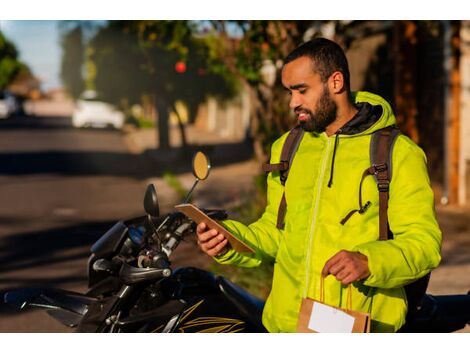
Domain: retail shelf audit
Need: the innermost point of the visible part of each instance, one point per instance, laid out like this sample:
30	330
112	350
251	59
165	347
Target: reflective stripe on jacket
313	233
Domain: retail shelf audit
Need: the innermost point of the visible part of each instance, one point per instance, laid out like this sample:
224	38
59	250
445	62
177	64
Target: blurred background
93	111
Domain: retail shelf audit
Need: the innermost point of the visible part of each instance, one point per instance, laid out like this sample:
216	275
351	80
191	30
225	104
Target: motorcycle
133	287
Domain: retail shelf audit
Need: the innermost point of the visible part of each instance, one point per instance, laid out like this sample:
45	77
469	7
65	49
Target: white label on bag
329	319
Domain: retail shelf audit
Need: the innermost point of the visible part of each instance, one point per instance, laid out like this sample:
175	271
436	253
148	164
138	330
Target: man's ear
336	82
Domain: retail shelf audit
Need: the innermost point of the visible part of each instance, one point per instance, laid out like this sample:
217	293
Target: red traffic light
180	67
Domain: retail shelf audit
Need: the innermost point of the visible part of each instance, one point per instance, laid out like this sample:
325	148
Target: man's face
310	97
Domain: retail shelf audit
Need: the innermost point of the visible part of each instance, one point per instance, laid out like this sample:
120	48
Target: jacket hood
374	113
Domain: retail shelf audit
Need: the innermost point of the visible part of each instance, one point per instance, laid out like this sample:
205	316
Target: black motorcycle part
131	275
440	314
191	300
249	306
65	306
110	242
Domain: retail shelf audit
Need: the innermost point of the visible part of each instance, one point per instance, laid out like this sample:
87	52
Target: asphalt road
60	189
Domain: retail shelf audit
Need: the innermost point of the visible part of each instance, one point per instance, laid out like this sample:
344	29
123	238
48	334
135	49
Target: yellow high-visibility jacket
313	233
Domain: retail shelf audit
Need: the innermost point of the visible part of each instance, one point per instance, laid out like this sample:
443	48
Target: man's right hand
211	242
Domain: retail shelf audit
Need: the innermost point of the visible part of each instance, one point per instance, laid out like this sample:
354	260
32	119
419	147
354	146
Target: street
60	189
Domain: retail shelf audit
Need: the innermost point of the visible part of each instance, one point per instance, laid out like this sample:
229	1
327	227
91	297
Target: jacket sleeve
415	249
262	235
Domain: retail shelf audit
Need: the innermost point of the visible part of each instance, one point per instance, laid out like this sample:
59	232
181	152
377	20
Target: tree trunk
405	41
162	126
184	142
453	122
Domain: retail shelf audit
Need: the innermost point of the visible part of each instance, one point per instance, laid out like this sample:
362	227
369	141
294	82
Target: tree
73	53
10	66
161	60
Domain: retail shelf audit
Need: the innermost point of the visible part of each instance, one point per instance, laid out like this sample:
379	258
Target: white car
90	112
8	105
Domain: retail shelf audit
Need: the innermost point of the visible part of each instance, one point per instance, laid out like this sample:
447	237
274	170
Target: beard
324	116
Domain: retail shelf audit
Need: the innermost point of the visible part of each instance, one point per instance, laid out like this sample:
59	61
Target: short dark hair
327	57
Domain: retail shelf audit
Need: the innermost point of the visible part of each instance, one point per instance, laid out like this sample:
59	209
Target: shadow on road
151	163
54	248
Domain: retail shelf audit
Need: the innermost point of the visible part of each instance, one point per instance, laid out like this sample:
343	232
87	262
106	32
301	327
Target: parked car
8	104
90	112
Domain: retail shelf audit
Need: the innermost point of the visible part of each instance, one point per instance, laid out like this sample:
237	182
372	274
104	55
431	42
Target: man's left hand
347	267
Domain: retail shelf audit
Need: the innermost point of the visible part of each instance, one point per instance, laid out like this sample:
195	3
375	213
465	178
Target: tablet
198	216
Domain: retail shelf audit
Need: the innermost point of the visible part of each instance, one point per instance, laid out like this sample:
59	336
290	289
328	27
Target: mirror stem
191	191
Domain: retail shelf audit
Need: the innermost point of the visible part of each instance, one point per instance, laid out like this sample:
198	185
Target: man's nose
294	102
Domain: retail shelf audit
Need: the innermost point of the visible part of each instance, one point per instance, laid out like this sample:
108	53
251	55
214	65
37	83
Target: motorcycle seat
250	307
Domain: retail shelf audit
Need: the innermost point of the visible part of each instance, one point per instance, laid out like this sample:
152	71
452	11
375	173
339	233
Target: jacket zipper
315	213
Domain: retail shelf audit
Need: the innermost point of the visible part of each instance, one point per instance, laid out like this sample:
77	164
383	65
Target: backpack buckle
383	185
380	168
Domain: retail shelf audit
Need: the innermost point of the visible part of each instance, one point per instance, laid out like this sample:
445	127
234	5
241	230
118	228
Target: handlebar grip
217	214
130	275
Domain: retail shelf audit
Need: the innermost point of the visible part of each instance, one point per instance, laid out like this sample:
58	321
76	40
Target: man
322	189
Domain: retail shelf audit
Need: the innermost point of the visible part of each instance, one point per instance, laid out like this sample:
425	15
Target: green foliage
135	58
140	122
10	66
72	61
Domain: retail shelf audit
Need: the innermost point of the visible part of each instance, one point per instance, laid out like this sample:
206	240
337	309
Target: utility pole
452	90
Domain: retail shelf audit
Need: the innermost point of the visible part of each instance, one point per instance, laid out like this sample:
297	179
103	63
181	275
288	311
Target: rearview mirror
201	166
151	201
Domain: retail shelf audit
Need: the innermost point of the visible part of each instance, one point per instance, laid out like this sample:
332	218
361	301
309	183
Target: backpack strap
381	150
289	148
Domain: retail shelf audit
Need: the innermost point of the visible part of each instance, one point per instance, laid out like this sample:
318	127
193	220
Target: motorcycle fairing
66	306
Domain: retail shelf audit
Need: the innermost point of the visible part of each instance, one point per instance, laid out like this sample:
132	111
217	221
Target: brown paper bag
316	316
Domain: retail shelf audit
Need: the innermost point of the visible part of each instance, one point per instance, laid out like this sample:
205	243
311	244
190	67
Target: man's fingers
216	250
330	263
350	278
337	267
207	236
212	243
201	227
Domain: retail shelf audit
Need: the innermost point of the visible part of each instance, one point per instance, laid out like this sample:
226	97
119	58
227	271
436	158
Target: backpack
381	150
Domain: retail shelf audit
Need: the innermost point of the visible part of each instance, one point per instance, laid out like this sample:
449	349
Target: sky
38	43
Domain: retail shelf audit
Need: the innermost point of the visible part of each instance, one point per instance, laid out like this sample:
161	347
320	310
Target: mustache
302	110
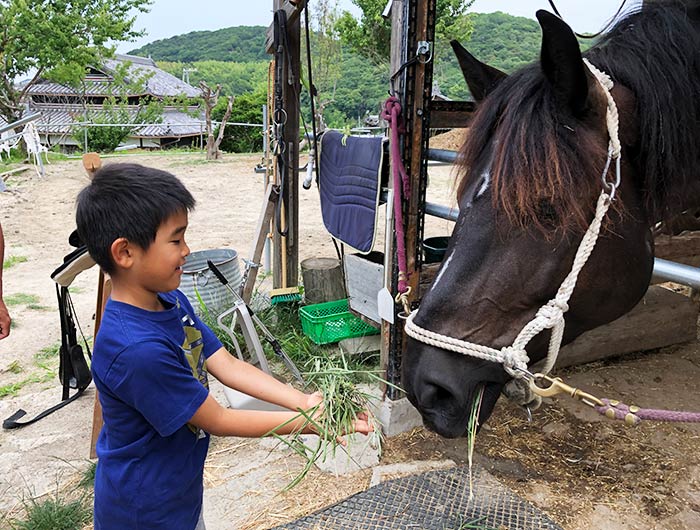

--------------------------------------------------

Work instructions:
The answer must reproduce every line of the records above exactly, with all pictures left out.

Finished task:
Domain: retail shelf audit
Need: the innermost point of the visible part of each instance, one point per instance, laid out like this sample:
30	330
112	350
251	59
165	347
Target: reflective stripe on jacket
313	233
Domain: retail shelf audit
Need: the innermost point of the visible part of each instance, one point per instance, laid out like this sample:
224	38
59	250
445	62
177	64
Target: blurred background
93	111
Domain: retail shelf audit
Need: the innermost point of the visible part of each instance, one point per instance, laid out like this sample:
216	275
351	80
191	30
225	104
Target: motorcycle
133	287
Domain: retail shelf audit
Need: the innermost point of the visible part of each instance, one point per instance, laid out like this sample:
45	77
469	7
65	49
Target: white label on bag
329	319
Domain: retail shelf audit
Need: the innermost point of the visible part of each instance, one point per instance, laid out like this sample:
175	271
436	253
148	164
138	330
Target: man's ear
336	82
Domain: retail shelf audit
Need: the innermost point of the visible part of each instance, one point per instance, laid out like this sample:
217	293
Target: red traffic light
180	67
Domain: retail shelf audit
Need: the innermost point of the visible part of each instance, one point per instance, laid out like this sample:
325	148
Target: man's face
310	97
Domain: retail shelf audit
Need: the innermost point of the visible part of each instance, one point per instance, laid out like this sample:
120	48
Target: jacket hood
374	113
Domain: retail shelf audit
Need: the innermost point of the visible part of each instance, one point per instance, laid out like this sample:
205	316
Target: black motorcycle part
131	275
440	314
191	300
249	306
65	306
110	242
Domain: retail shelf audit
Need: the innermost point of the visible part of each instance, one point per instance, laid out like this sample:
87	52
Target: asphalt road
60	189
Domain: retail shelf audit
Need: the innermost point of the visible part of each instance, one point per instance, laid out like this sample:
344	29
123	238
48	334
135	49
Target: yellow high-visibility jacket
313	233
Domain: retail shelf audit
Need: the innermost point of the visible part of each instance, one point per instance, laid out like this sample:
443	48
Target: man's right hand
211	242
Domain: retail shelf audit
Need: the innermost point of the visible part of each instance, one point per instance, laid out like this sample:
354	260
32	119
419	147
354	146
Target: street
60	189
Domain: retail shelf audit
Need: the innermost point of the visible part of each instance, one point per instance, laid out like this sample:
229	1
327	227
91	297
Target: jacket sleeve
415	249
262	235
Domain: retail shelf audit
Need: the innermost point of the visible part of each instance, one point per instance, laid out like this sample:
59	232
181	152
377	20
Target: tree trunk
405	41
162	126
184	142
453	122
Domain: retail shelf audit
Need: the innermost point of the visible part of each instance, one point per instance, laid out like this sample:
362	227
369	141
294	82
Target: tree
73	53
10	66
161	60
Domain: retail shelf audit
Need: the innermost point of the visible part of each instance, one point per instance, laid out like this sample:
379	258
Target: white car
90	112
8	105
Domain: retail shelf audit
Need: the innermost point of the visible part of each instance, one point per instance, laid out like this sample:
447	237
274	170
Target: beard
324	116
Domain: retail shelf audit
Need: the innermost point of the visible part of each instance, one point per instance, laid out like this sample:
59	61
Target: short dark hair
327	57
Domain: retail shelf audit
Need: the innermost point of the visible part of each instance, one point per instance, laid out like this sample:
59	209
Target: shadow on road
151	163
54	248
Domain: retail shelf audit
Need: the innermost point of the visible part of each instance, one point per instance, laid out like this sample:
343	232
87	262
106	32
301	327
Target: parked car
8	104
90	112
Domain: retail shelf audit
Need: the innermost point of the visible part of each instance, one point per instance, laid out like this sample:
237	182
372	274
104	55
431	42
Target: man's left hand
347	267
Domain: retail shelf audit
Need: the innermost point of the visible part of each instance, one point per instance, laid out like this sample:
195	3
375	213
465	178
Target: tablet
198	216
Domain: retail shelf audit
Need: the innermost point of the visible part of each instance, one point per instance, laid out like this sample:
59	336
290	289
328	27
Target: mirror stem
191	191
Domain: retail shelf audit
Need: the innermost point of the visible part of each instance, one point per instance, laid out like this sample:
198	185
Target: man's nose
294	102
Domain: retail shelf audit
Need: the innermost point of the visible part of each instance, one point per instance, laid out like this sample:
108	53
251	55
214	65
37	83
Target: motorcycle seat
250	307
Domain: retail shelf audit
Need: the innermost point of the visible part of each instance, one point per instance, laid out like this sample:
152	71
452	11
375	173
339	233
Target: jacket zipper
315	213
Domain: retail shelf audit
Need: the innermost point of the visible part of each instance, one point per instance, laid out like this sample:
77	164
383	65
Target: backpack buckle
383	185
380	168
Domain: retail shelf audit
Need: the innermost point of the visible part of each instance, one point per instance, laid out like this sample:
445	127
234	5
241	230
118	228
Target: handlebar grip
217	214
130	275
Domain: retail shelf audit
Need: the innermost point of the visible part of each instance, one point per instance, laid out like this sample:
58	321
76	40
Target: man
322	189
Domain: retail shelf audit
Need: the innermost point of the visible part of each instance, one point per instance, laid out like this sample:
425	15
Target: green foliage
135	58
140	122
10	66
72	61
Domain: retail shelf audit
Need: the innermost point of the visible part of each instance, one point per instance, laid out like this sample:
206	240
337	309
Target: utility pole
452	90
Domain: retail shelf audit
Need: the innermost point of the visible part of each instance, one point per instance, laid out like this sample:
297	179
103	63
181	275
288	311
Target: rearview mirror
201	166
151	201
Domain: retail shelf audit
Need: the innermost point of the visible part of each instance, one point per instance, laid out like this sample:
332	218
361	301
309	183
Target: backpack strap
381	150
289	148
Domain: retail shelf audit
Need: the innermost point of the visible part of each instance, one point per instance, laid out like this sample:
318	127
193	220
Target: motorcycle fairing
66	306
Domain: retail shelf audit
Need: the innermost point of the visible part of each instance, one point per instance, laid out like this sample:
132	111
217	221
Target: brown paper bag
316	316
Domain: retail shelf audit
Need: the innermost point of the visible part of each instance, one point per instance, laid out like this sample:
205	243
311	244
190	67
Target: man's fingers
216	250
330	263
350	278
337	267
207	236
212	243
201	227
Domain: retail shelf audit
Need: the innermost point of the visible part of each instance, one point per instance, laid out like this sample:
226	97
119	58
227	271
436	158
Target: backpack
381	150
Domain: retail shelf audit
Need: the innermost point of the visible part of each instance, one point per instance, laid out like this sample:
449	349
Target: sky
38	43
Domain: retail shelf audit
Need: the innermost point of the visible part of each instance, one point per instance, laid out like this sample:
161	347
320	310
Target: mustache
302	110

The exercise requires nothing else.